*REQUIRED TASK*
Give these lines as a JSON list of strings, one string per line, leaving out blank lines.

── DATA SHOWN

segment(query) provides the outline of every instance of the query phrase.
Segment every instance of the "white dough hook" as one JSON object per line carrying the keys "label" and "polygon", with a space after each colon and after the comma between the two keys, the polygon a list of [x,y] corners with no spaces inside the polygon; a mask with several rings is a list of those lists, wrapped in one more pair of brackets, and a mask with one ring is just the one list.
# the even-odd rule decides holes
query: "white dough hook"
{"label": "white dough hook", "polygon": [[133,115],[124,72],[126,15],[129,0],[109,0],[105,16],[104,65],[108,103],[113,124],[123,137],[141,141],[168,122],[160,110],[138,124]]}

────

*RESPONSE TO THE EXERCISE*
[
  "segment(query) provides the outline of every instance of the query phrase.",
  "Segment every instance of the \"white dough hook\" as one JSON object per line carrying the keys \"label\" and \"polygon\", with a space after each colon and after the comma between the two keys, the polygon a list of [x,y] corners with no spaces inside the polygon; a mask with several rings is a list of those lists, wrapped in one more pair of brackets, and a mask with one ring is just the one list.",
  "# the even-odd rule decides holes",
  "query: \"white dough hook\"",
  "{\"label\": \"white dough hook\", \"polygon\": [[133,115],[124,72],[126,15],[129,0],[109,0],[105,16],[104,65],[108,103],[113,124],[123,137],[141,141],[168,122],[160,110],[138,124]]}"
]